▼▼▼

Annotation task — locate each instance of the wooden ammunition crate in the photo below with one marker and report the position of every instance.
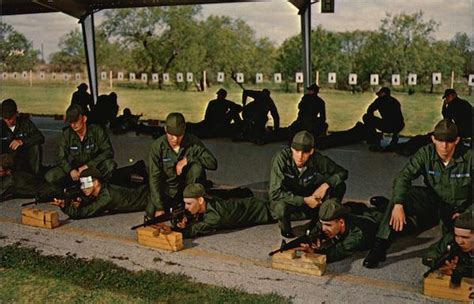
(298, 261)
(152, 237)
(39, 218)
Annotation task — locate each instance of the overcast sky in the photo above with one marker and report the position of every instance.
(278, 20)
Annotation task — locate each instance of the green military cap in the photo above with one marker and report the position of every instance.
(303, 141)
(446, 130)
(194, 191)
(73, 112)
(9, 108)
(175, 124)
(6, 161)
(332, 210)
(465, 221)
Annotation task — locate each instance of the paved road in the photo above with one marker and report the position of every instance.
(238, 258)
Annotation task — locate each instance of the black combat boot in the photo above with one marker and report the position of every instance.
(377, 254)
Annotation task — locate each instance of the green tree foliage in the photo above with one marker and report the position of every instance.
(16, 52)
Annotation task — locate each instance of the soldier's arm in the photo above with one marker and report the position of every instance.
(336, 173)
(105, 148)
(155, 179)
(34, 137)
(95, 208)
(412, 170)
(277, 191)
(275, 115)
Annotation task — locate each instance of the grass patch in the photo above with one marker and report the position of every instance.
(344, 109)
(27, 276)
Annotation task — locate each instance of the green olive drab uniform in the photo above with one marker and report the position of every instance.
(289, 186)
(27, 156)
(230, 214)
(111, 199)
(359, 235)
(95, 150)
(165, 184)
(448, 190)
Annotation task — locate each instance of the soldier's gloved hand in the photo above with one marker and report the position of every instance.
(449, 266)
(398, 219)
(15, 144)
(75, 174)
(180, 165)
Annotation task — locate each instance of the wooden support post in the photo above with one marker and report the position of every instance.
(438, 286)
(297, 261)
(39, 218)
(153, 237)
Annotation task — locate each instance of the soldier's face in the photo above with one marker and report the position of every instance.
(173, 140)
(445, 149)
(332, 228)
(301, 157)
(193, 205)
(11, 122)
(79, 125)
(464, 238)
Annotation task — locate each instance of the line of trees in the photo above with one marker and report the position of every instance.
(174, 39)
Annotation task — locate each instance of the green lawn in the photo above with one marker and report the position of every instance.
(28, 277)
(343, 108)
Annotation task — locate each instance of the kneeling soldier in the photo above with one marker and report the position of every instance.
(301, 180)
(100, 199)
(454, 253)
(344, 233)
(211, 214)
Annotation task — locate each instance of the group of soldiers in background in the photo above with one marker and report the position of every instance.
(304, 184)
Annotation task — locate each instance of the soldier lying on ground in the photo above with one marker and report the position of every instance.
(102, 198)
(211, 213)
(301, 180)
(344, 233)
(21, 138)
(446, 167)
(454, 253)
(81, 146)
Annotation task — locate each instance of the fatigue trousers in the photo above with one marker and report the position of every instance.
(284, 212)
(59, 177)
(423, 210)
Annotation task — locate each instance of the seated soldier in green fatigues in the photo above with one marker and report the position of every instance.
(101, 198)
(21, 138)
(446, 168)
(81, 146)
(344, 233)
(16, 183)
(301, 180)
(176, 159)
(458, 247)
(211, 214)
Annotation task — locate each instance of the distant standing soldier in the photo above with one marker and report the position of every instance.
(176, 159)
(83, 98)
(392, 118)
(255, 114)
(213, 214)
(221, 119)
(311, 114)
(459, 110)
(21, 138)
(81, 146)
(301, 180)
(101, 198)
(446, 167)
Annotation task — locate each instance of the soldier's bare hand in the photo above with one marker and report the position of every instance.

▲▲▲

Except for the pictures, give all the material above again verbatim.

Annotation task — locate each instance of the wooden ammunition crate in the photo below with one marker and report the position of every instance.
(298, 261)
(152, 237)
(39, 218)
Annotation task — locate each instance of the overcast sky in the photo above with one marker and report the position of every instance.
(278, 20)
Annotation task — locate each instance of the green military cap in the photo above with one marker and report the position of every instance.
(303, 141)
(446, 130)
(194, 191)
(73, 112)
(9, 108)
(175, 124)
(6, 161)
(332, 210)
(465, 221)
Annotation task — locate each instance of the paved road in the photo above with one marker and report the position of every instance.
(238, 258)
Annotation task — locate each instance of the black combat boot in the photo above with one marker and report the position of every instance.
(377, 254)
Annotation task — locate each instance of the green tree foliage in the photo above with one marker and report the position of every instance.
(16, 52)
Annotation task — locate each instance of the soldier's arm in the photo above with one marker and report the position of every instance.
(336, 173)
(105, 148)
(155, 179)
(34, 137)
(95, 208)
(412, 170)
(277, 191)
(275, 115)
Annotation task — locate each instance of the grass patch in the photo above with one marker and report the position of every instance.
(344, 109)
(27, 276)
Annotation task — locate each instance of the green olive drab uniform in the photo above with one marker and report the position of every instance.
(289, 186)
(27, 156)
(230, 214)
(111, 199)
(359, 235)
(95, 150)
(165, 184)
(448, 190)
Annotation task — locate each instance of the soldier's gloved hand in the photo above with one marker and report the position of every instance.
(449, 266)
(398, 219)
(15, 144)
(75, 174)
(180, 165)
Annotation task — locate each instance of the wooden support post in the photo above with one marker and report the position of every instance.
(438, 286)
(297, 261)
(39, 218)
(153, 237)
Annotation task — locate each instance of the soldier's face in the photo above with one marker and report the position of every instance.
(173, 140)
(445, 149)
(332, 228)
(301, 157)
(193, 205)
(11, 122)
(79, 125)
(464, 238)
Annotation task — locate each instance of the line of trees in the photo above with one marker and report the position of every instance.
(174, 39)
Annotation task — locate each instance of the green lawn in the photo above with one marker and report the position of every instance.
(28, 277)
(343, 108)
Annotation task — locate each instance of the kneeling soldier in the photo above with one marker and report the position of every instance.
(301, 180)
(100, 199)
(454, 253)
(344, 233)
(211, 214)
Annotation task — locate each instance of the group of soldiers in background in the photo above with one marker and report the position of every instance.
(304, 184)
Annotation task — locate each instance of the soldier lying on ground in the photo above with one marker and report the position of every instance.
(102, 198)
(211, 213)
(301, 180)
(344, 233)
(21, 138)
(446, 167)
(454, 253)
(81, 146)
Annotation task — locate each instance of the fatigue trousers in the photo above with one marker and report the position of every instance.
(284, 212)
(59, 177)
(423, 210)
Annotation task — locate each instance of the seated soldier in green fatigues in the photo above with one marker and report the position of every instance.
(101, 198)
(21, 138)
(446, 168)
(81, 146)
(344, 233)
(16, 183)
(301, 180)
(176, 159)
(458, 247)
(211, 214)
Annotation task — locate each instance of the distant standing soldier in the photo above with one marker and report the position of every instance.
(176, 159)
(83, 98)
(392, 118)
(255, 114)
(213, 214)
(221, 119)
(311, 114)
(459, 110)
(21, 138)
(81, 146)
(301, 180)
(101, 198)
(446, 167)
Annotation task — locate each instance of the soldier's bare hand in the photo above with one marker and report the position of every instance.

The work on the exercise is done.